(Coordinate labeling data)

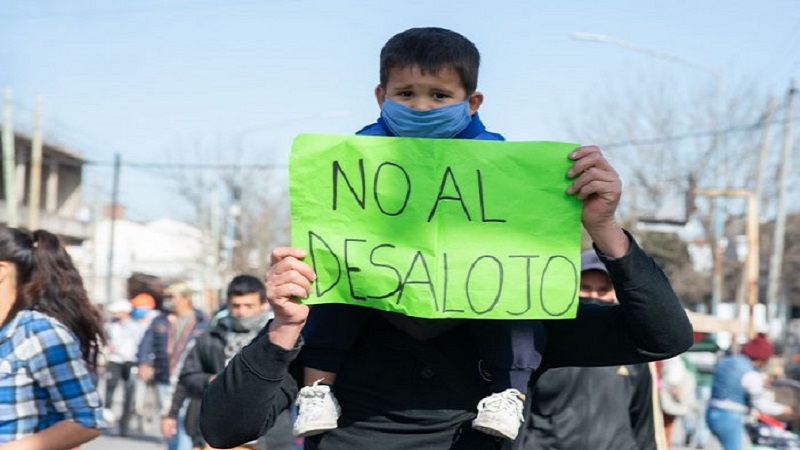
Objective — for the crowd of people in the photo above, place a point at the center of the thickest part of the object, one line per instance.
(344, 377)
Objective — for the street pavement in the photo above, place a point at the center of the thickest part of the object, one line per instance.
(109, 442)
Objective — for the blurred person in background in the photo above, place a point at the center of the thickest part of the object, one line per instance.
(598, 408)
(123, 337)
(161, 350)
(247, 313)
(738, 386)
(703, 355)
(50, 336)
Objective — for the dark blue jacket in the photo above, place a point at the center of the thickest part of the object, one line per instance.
(154, 348)
(475, 130)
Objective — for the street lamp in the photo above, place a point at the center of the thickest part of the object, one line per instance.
(718, 88)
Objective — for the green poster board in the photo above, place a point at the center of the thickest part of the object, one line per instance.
(438, 228)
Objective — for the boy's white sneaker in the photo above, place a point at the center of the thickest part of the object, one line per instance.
(317, 410)
(500, 414)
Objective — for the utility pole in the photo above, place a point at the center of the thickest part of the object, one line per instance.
(34, 200)
(9, 162)
(112, 226)
(763, 147)
(776, 260)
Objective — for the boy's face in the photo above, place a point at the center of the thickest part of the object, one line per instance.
(422, 92)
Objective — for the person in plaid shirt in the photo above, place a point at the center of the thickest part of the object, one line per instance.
(49, 337)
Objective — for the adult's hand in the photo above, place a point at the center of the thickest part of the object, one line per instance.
(598, 186)
(288, 278)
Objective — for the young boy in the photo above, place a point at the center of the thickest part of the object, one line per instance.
(428, 81)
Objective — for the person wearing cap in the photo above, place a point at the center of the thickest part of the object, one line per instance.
(602, 408)
(738, 386)
(123, 335)
(144, 308)
(161, 351)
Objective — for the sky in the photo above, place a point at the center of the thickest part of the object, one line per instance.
(167, 82)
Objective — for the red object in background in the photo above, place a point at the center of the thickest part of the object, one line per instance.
(771, 421)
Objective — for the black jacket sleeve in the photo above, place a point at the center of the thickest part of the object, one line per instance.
(649, 323)
(244, 401)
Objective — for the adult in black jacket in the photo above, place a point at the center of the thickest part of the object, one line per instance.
(399, 393)
(598, 408)
(246, 313)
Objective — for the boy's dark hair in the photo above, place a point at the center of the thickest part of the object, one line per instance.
(246, 284)
(432, 49)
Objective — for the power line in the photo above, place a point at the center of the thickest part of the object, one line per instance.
(694, 135)
(194, 166)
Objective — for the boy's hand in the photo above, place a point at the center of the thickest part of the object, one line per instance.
(288, 278)
(598, 185)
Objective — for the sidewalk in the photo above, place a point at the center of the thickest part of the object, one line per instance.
(108, 442)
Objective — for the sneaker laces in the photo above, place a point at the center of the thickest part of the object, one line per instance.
(313, 396)
(507, 400)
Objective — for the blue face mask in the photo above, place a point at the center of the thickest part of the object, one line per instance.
(444, 122)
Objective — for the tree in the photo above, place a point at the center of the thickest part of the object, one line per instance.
(666, 141)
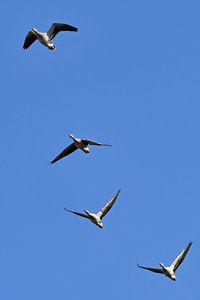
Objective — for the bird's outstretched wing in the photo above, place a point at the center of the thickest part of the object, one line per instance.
(57, 27)
(71, 148)
(180, 258)
(30, 39)
(77, 213)
(89, 142)
(103, 211)
(151, 269)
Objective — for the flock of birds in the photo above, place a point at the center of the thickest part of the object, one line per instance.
(46, 39)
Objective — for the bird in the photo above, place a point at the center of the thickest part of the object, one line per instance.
(77, 144)
(96, 218)
(170, 271)
(45, 38)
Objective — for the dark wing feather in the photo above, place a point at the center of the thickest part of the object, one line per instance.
(71, 148)
(57, 27)
(180, 258)
(104, 210)
(152, 269)
(77, 213)
(30, 39)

### [Written task]
Please convert every line of the data above into a numbered list, skipping any blank lines and leaving the pictures out.

### [Written answer]
1. Objective — for the crowd of people in the photo above, place a point at the center of the thickest part of the object, one line per instance.
2. (344, 377)
3. Objective — for the street pavement in the photo above, place a point at the center of the thickest part of the object, one line per instance.
4. (109, 442)
5. Objective — for the blurred person in background in the photo above, place a point at the center of the thickest part of the object, one line per instance.
6. (598, 408)
7. (123, 337)
8. (161, 350)
9. (247, 313)
10. (738, 386)
11. (703, 355)
12. (50, 336)
13. Objective — for the dark blue jacket in the photo above, place a point at the center of the thickest part of the object, one line per instance.
14. (154, 348)
15. (475, 130)
16. Objective — for the street lamp in the photo above, place a point at the center of the thickest part of the object, one line per instance.
17. (718, 88)
18. Objective — for the green poster board in the photo above, place a point at the center of the thickest part of the object, one line per instance.
19. (438, 228)
20. Objective — for the boy's white sneaker in the photo above, place a point at the center of the thickest part of the object, one line per instance.
21. (317, 410)
22. (500, 414)
23. Objective — for the utility pole in the photo above, place a point at the center of the thickest part of the object, one line per instance.
24. (34, 200)
25. (9, 162)
26. (112, 226)
27. (763, 147)
28. (776, 260)
29. Objective — for the boy's face in the photo above, place a point at the center of the thickest part of the object, one line per instance.
30. (422, 92)
31. Objective — for the person in plaid shirt in the photo above, place a point at the center of the thickest part of the object, one line per instance.
32. (49, 337)
33. Objective — for the adult's hand in the photo above, place a point at the center of the thickest part of the object, one line per instance.
34. (598, 186)
35. (288, 278)
36. Objective — for the young boy in the photo above, place a point at the center of the thickest part of the object, one line per instance.
37. (428, 81)
38. Objective — for the person wearing cap in the photo above, place a point at the center of the thickest part of the object, one line per instance.
39. (602, 408)
40. (738, 386)
41. (123, 335)
42. (144, 308)
43. (161, 351)
44. Objective — for the sky in the photo above, place a point at the center of the thickest part of the object, one line per instance.
45. (167, 82)
46. Objective — for the red object in background in the photo above, place a point at the center of the thickest part of the object, one line per instance.
47. (771, 421)
48. Objective — for the black jacket sleeve in the photo above, place a point at the center of the thickest part of the object, one line per instance.
49. (649, 323)
50. (244, 401)
51. Objective — for the adult in black jacket in the photo above, place a point at the center of the thickest part of the object, one line per instance.
52. (399, 393)
53. (598, 408)
54. (246, 313)
55. Objective — for the boy's dark hair in the photo above, place a point at the center of the thickest part of the object, one line per instance.
56. (246, 284)
57. (432, 49)
58. Objective — for the power line in the photo above, place a point at the center of the thickest part of the object, one line per instance.
59. (694, 135)
60. (194, 166)
61. Objective — for the boy's hand in the photo above, place a point at the center of the thickest part of the object, one line per instance.
62. (288, 278)
63. (598, 185)
64. Objective — for the sidewalk in the photo above, place a point at the center of the thickest part of the object, one line per instance.
65. (108, 442)
66. Objective — for the sneaker laces in the photo above, place a point at the center of the thickest part of the object, one line per instance.
67. (313, 396)
68. (507, 400)
69. Objective — for the blue face mask in the photo above, place a point at the center of the thickest part of the object, one line per instance.
70. (444, 122)
71. Objective — for the tree in the photo above, place a point at the center of the thickest part of the object, one line per instance.
72. (666, 141)
73. Objective — for the bird's outstretched wing in the photo above, place a point at the center of the thickest part of the object, one line per instance.
74. (57, 27)
75. (71, 148)
76. (180, 258)
77. (30, 39)
78. (77, 213)
79. (89, 142)
80. (103, 211)
81. (151, 269)
82. Objective — for the flock of birds in the photo above, place a point at the center of the thickest part of the object, one line per instance.
83. (46, 39)
84. Objective — for the bird in the photo above, place a point at the center of the thickest part of the object, one line per instance.
85. (77, 144)
86. (96, 218)
87. (170, 271)
88. (45, 38)
89. Objective — for the dark wing feather in the photo above, place a point at the center of the thickest part of the object, one line per instance.
90. (71, 148)
91. (57, 27)
92. (180, 258)
93. (104, 210)
94. (152, 269)
95. (77, 213)
96. (30, 39)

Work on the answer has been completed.